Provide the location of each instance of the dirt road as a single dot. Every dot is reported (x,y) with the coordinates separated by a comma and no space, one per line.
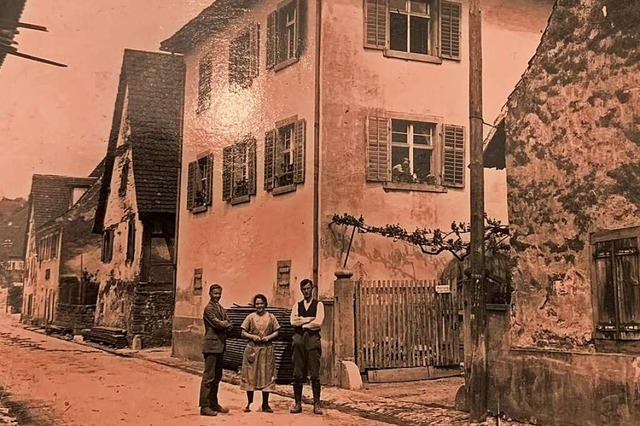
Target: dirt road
(63,383)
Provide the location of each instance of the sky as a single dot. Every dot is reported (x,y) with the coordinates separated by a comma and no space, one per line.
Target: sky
(57,120)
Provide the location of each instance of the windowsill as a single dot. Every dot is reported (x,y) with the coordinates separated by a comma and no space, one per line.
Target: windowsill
(285,63)
(240,200)
(412,56)
(418,187)
(629,346)
(199,209)
(284,189)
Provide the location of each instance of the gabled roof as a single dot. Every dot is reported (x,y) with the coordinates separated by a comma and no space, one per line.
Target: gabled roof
(10,13)
(154,86)
(206,23)
(51,195)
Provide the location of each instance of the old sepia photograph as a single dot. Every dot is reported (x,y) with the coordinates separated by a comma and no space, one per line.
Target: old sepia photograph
(320,212)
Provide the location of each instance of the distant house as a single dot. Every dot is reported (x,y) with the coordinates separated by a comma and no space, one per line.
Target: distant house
(297,110)
(136,212)
(568,351)
(60,248)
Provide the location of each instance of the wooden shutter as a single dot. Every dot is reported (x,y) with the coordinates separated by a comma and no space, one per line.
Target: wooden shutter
(227,172)
(254,46)
(375,23)
(450,18)
(453,164)
(191,185)
(272,35)
(299,151)
(269,159)
(377,129)
(209,178)
(251,165)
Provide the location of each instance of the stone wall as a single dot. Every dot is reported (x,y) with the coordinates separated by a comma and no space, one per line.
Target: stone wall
(152,314)
(573,143)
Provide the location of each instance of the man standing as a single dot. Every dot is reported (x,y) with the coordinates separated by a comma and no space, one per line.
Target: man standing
(306,318)
(216,325)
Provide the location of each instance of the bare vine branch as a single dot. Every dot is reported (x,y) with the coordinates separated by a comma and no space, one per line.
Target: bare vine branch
(434,241)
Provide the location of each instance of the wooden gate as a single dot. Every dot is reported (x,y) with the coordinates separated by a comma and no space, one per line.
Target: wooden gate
(402,323)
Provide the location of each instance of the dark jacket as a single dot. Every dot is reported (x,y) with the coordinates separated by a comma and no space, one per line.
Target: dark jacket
(216,326)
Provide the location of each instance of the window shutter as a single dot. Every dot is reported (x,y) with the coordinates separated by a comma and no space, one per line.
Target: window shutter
(209,179)
(251,165)
(453,164)
(375,22)
(254,46)
(272,34)
(227,172)
(299,151)
(191,185)
(269,159)
(377,149)
(450,18)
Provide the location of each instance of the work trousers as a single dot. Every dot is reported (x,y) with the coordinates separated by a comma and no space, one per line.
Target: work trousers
(307,352)
(211,380)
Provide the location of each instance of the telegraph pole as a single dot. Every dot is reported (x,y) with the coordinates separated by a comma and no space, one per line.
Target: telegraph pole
(475,350)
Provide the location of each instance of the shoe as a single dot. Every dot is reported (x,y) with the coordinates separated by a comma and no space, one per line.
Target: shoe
(220,409)
(208,411)
(316,409)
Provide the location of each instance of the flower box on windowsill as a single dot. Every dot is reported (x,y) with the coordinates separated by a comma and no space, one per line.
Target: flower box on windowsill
(284,189)
(239,200)
(412,56)
(199,209)
(418,187)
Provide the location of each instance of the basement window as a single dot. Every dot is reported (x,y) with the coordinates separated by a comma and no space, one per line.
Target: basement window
(616,284)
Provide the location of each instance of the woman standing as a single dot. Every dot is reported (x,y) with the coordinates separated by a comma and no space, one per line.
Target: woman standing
(259,362)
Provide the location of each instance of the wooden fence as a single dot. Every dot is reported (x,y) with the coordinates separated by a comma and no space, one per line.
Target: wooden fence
(402,323)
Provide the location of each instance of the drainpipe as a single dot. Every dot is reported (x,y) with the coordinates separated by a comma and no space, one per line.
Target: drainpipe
(177,220)
(316,149)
::::
> Goal:
Go back to the data above and please quote exactly, and only, the lines from the line with "Provide the location of each instance of the shoe" through its last line.

> Finished answer:
Provide the location of each instance of the shoe as a single dot. Every dot is reported (x,y) with the coordinates separated by a comma and no space, one per line.
Target: shoe
(220,409)
(208,411)
(316,409)
Provide the location of each instance of the flower box on windowsill as a single dot. Every dot is reported (x,y) with the coordinates separated by a comma and no space, one per line.
Target: flower box on windowsill
(284,189)
(239,200)
(412,56)
(199,209)
(418,187)
Provide the location of each instance of the basement window as a single dot. Every dot is reported (x,y) with the coordinates separated by a comma and no space, one per line.
Target: basement window
(616,284)
Provide the location of each instance of the woman standing as a single dot. Every dot is reported (x,y) with the coordinates separated by a comma and no space, one per line.
Target: woman standing
(259,362)
Provide the location of each instance of the wooden fence as a single dot. Every dot is reported (x,y) with the coordinates separated by a comma and no space, one per line.
Target: wooden fence
(402,323)
Provide the location of each instance of the drainpipe as a single dot. Every dot is reported (x,y) with the coordinates separated by a comma and no space, one per line.
Target: drainpipe
(177,220)
(316,149)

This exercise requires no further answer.